- [INSTRUCTIONS TO FOLLOW] In the material below, count the lines with the word "under" and state that number only.

- [INPUT MATERIAL]
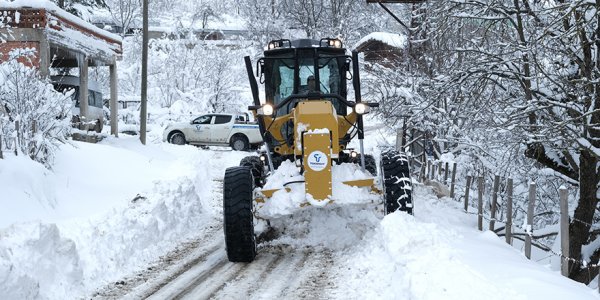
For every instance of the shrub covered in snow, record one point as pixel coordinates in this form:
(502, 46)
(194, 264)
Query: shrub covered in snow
(34, 118)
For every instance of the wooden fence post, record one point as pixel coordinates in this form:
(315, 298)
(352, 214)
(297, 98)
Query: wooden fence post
(508, 230)
(480, 203)
(564, 230)
(494, 201)
(529, 228)
(467, 193)
(446, 174)
(17, 139)
(31, 147)
(453, 180)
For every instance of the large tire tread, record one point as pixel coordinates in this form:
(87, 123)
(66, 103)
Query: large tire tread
(397, 182)
(238, 219)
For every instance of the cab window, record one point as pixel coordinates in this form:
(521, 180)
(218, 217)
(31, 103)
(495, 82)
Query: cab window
(202, 120)
(222, 119)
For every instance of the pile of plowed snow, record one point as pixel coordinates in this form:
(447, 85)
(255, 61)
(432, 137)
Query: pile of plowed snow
(104, 211)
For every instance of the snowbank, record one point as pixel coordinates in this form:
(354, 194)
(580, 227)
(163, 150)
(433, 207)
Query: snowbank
(104, 211)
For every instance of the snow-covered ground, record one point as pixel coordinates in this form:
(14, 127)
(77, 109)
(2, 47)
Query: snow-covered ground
(108, 210)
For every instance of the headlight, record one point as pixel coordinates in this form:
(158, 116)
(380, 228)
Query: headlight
(361, 108)
(266, 110)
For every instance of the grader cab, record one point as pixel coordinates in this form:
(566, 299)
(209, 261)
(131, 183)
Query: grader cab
(307, 123)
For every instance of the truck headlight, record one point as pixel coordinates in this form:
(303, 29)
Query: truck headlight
(266, 110)
(361, 108)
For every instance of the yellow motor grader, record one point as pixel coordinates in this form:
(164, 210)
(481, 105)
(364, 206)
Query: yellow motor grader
(306, 119)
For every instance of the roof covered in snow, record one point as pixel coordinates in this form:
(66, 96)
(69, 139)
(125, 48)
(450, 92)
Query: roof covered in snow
(391, 39)
(60, 28)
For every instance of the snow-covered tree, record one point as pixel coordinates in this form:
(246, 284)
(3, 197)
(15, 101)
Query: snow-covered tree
(34, 118)
(523, 75)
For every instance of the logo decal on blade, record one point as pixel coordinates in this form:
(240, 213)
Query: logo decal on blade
(317, 161)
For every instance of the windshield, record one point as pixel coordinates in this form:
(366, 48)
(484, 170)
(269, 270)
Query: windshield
(285, 76)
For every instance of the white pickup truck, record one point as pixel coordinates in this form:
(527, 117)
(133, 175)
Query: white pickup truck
(216, 130)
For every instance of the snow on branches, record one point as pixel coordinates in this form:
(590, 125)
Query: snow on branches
(34, 118)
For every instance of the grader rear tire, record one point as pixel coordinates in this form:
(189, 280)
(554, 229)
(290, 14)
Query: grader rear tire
(238, 220)
(397, 183)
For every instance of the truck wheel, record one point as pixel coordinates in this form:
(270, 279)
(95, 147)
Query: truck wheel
(177, 138)
(238, 225)
(239, 143)
(397, 184)
(256, 166)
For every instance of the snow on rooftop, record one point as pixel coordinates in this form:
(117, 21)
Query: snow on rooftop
(51, 7)
(391, 39)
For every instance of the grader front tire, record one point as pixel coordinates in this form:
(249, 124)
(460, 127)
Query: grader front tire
(397, 183)
(238, 219)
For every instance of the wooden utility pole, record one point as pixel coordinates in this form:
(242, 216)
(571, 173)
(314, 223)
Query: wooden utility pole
(564, 230)
(144, 101)
(480, 203)
(509, 211)
(467, 189)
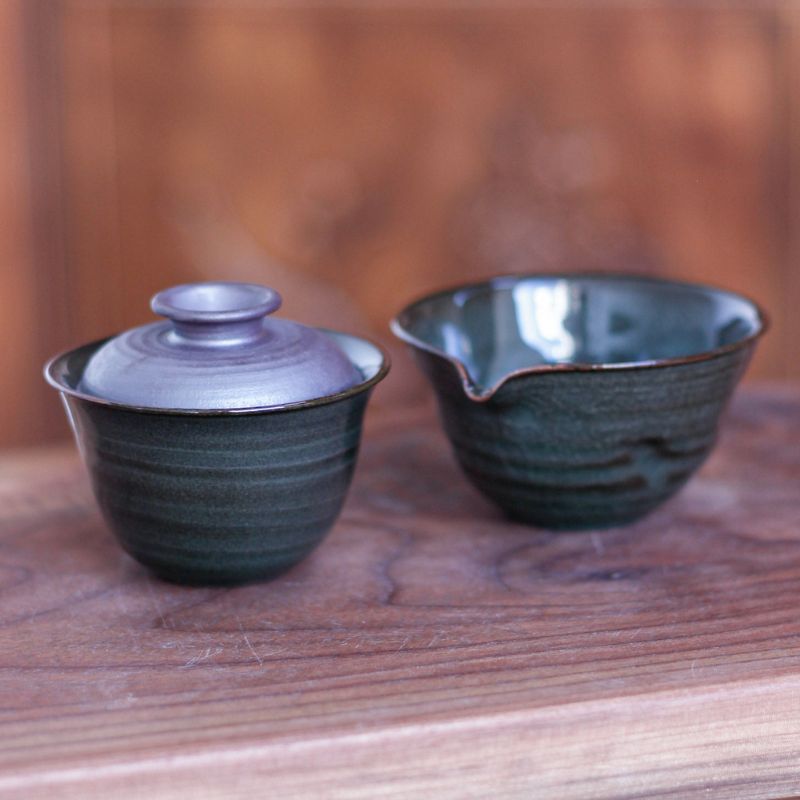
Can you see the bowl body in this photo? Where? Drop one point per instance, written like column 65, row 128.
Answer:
column 226, row 497
column 582, row 401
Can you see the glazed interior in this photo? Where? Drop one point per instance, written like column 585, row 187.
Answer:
column 514, row 323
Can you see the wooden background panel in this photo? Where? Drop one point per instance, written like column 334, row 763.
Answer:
column 355, row 157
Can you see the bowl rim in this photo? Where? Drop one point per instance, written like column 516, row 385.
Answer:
column 510, row 279
column 50, row 369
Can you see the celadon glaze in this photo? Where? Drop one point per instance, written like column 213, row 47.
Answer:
column 581, row 401
column 220, row 496
column 219, row 349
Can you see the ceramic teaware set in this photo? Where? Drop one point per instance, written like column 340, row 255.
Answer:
column 221, row 443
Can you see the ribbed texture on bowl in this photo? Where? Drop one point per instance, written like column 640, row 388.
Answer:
column 572, row 450
column 220, row 499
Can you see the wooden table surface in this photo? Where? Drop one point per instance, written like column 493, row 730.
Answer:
column 428, row 649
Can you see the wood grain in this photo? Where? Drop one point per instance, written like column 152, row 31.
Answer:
column 428, row 647
column 357, row 155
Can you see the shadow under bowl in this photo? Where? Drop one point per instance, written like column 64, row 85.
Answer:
column 228, row 497
column 581, row 401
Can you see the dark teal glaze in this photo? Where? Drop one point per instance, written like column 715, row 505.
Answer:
column 220, row 498
column 583, row 443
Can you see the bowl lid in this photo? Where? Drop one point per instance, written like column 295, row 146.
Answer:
column 218, row 350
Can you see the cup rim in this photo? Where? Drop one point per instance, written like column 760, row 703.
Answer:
column 500, row 281
column 51, row 376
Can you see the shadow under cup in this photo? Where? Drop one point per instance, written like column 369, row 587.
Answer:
column 581, row 401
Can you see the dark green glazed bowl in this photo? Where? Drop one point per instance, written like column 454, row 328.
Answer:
column 581, row 401
column 227, row 497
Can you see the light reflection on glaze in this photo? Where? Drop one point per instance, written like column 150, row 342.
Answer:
column 541, row 313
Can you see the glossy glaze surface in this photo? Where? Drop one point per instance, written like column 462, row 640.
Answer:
column 581, row 402
column 219, row 350
column 220, row 498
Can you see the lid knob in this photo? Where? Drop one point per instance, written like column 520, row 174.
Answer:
column 218, row 312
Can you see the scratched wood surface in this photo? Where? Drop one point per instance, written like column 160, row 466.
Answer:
column 428, row 648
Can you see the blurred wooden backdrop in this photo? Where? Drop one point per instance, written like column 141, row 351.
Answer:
column 355, row 155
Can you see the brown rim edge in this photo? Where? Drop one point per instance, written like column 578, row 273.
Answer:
column 481, row 397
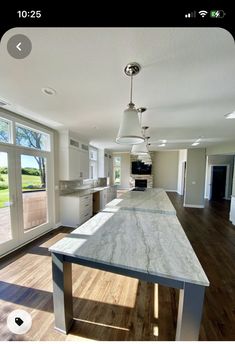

- [ANSWER TO THIS TASK] 2